FRAGMENTO DE LECTURA
• • •

En pocos espacios como el tribunal convergen con tanta intensidad las miradas escrutadoras, la ansiedad de la condena y la violencia de la justicia. De ahí, pues, la necesidad de un escritor que registre cada detalle y cada inflexión en el curso de los acontecimientos, que desmenuce a los actores del caso hasta sus últimas consecuencias. Como su título indica, Tres crímenes rituales recoge sendos sucesos acaecidos en la Francia rural de los años 50 que, examinados por el microscopio de su autor, devienen un genuino catálogo sobre las siempre difíciles relaciones entre lo humano y lo moral.
Lo humano no es capaz de expresar lo que se siente cuando lo inhumano ha hecho lo que ha hecho. Por boca de un canónigo que refleja su estupor ante el crimen cometido por el párroco de la pequeña localidad de Uruffe -uno de los tres crímenes analizados en el libro-, Jouhandeau enuncia la quimera que intentará conquistar en su obra: encontrar las palabras que, entre toda la abyección del asesinato, hallen al hombre o a la mujer que los ha cometido. Esa pureza en el mal que señala Luis Antonio de Villena al describir su obra, la misma cuyo encanto nos cuesta tanto asumir como también repeler. La vida de Jouhandeau fue, como la de muchos cómplices literarios de la primera mitad del Siglo XX, un continuo claroscuro. Si bien su homosexualidad le llevó a zozobrar entre periodos en los que practicaba el amor con otros hombres sin miramientos y etapas en las que renegaba de su condición para permanecer junto a su esposa; lo cierto es que en Jouhandeau jugaron en contra tanto su estúpido antisemitismo, del que trató de desdecirse como pudo, como las tiradas relativamente minúsculas de su obra. La moral, la belleza del mal y el tempestuoso sentimiento religioso aderezan una prosa que parece esculpida en otro tiempo, tan precisa en su escrutinio de las pasiones (y pulsiones) humanas como hermosa en sus formas.

• • •

ACCIONES A REALIZAR
1) ¿Concuerdan con el texto sobre Tres crímenes rituales estas afirmaciones? (a) Los tres sucesos ocurrieron en la Francia rural de los años 50. (b) El crimen de Uruffe lo cometió un canónigo. (c) La obra de Jouhandeau tuvo tiradas muy grandes. Responde sí o no a cada una y cita literalmente las palabras del texto que lo deciden.
2) ¿Cómo seguiría el texto sobre Tres crímenes rituales? Retómalo a partir de su última oración.

• • •

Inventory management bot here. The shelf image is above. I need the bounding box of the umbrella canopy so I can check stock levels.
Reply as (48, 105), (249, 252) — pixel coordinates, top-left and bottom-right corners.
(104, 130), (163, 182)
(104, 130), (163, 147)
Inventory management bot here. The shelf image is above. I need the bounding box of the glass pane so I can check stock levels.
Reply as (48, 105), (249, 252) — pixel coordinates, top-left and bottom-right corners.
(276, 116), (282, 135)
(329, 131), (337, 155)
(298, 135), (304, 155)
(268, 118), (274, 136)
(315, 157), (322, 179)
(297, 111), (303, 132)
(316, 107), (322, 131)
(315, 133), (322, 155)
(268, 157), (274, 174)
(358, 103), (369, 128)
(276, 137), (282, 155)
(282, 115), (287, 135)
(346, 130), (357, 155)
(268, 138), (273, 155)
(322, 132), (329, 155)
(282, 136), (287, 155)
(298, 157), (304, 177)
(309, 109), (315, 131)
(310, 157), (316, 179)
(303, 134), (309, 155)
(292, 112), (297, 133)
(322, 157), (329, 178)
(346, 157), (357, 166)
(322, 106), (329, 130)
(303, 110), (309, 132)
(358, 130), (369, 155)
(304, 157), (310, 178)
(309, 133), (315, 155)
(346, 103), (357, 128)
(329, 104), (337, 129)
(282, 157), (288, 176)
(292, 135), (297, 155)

• • •

RESPUESTAS DEL EJERCICIO
1)
(a) Sí: «sendos sucesos acaecidos en la Francia rural de los años 50».
(b) No: «el crimen cometido por el párroco de la pequeña localidad de Uruffe».
(c) No: «las tiradas relativamente minúsculas de su obra».

2)
En Tres crímenes rituales, Jouhandeau no se conforma con analizar los motivos de un parricidio y de tres homicidios, sino que también busca a través de su escritura una manera de proporcionar compañía a esos individuos que imagina situados junto al estrado. En efecto, su escritura a veces se asemeja a la de un fiscal que contrapesa los delitos y las causas, que vuelve una y otra vez sobre cada episodio del relato y pasea su mirada sobre cada hecho recogido en el sumario. En este punto, uno podría imaginar a Michel Foucault mientras enunciaba aquel saber bajo que se movía entre las prácticas y saberes institucionalizados. Sin embargo, Jouhandeau busca lo repulsivo, el crimen y las tinieblas, el gesto del cura de Uruffe cuando desfigura a su hijo recién nacido pensando que así nadie podrá reconocer los rasgos que comparte con él. La escritura de Jouhandeau se abraza con el mal, se deja mecer con la misma calma con la que escucha las declaraciones de los homicidas; abiertamente, su deseo es penetrar en lo más hondo, en lo abyecto, sentirse cautivo por un instante de esa emoción para, acto seguido, distinguir, como decía Villena, el bien. De ahí la piedad que siente por la parricida que ha asesinado a su hija víctima de los designios de su amante o esa rara ternura que despliega con la mujer de provincias que ha matado, casi en un trance hipnótico, a la esposa de un hombre que ni tan siquiera desea poseerla. No importa, pues tras el relato que monta su autor siempre se intuye una especie de perdón, de blanda comprensión con los humanos que en algún momento de sus vidas se han disfrazado de monstruos. He ahí uno de los aspectos más atractivos de su estilo, en su manera de amalgamar el escrúpulo de un fiscal con la conmiseración de un párroco.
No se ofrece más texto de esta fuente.